■ EXERCISE ■
The data below should be copied over with complete accuracy.

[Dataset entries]
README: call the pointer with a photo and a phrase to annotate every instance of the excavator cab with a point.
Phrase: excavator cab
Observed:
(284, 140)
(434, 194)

■ OUTPUT FOR THIS TASK ■
README: call the pointer with a photo and a phrase to annotate every instance of the excavator cab with a point.
Phrase: excavator cab
Observed:
(284, 140)
(434, 194)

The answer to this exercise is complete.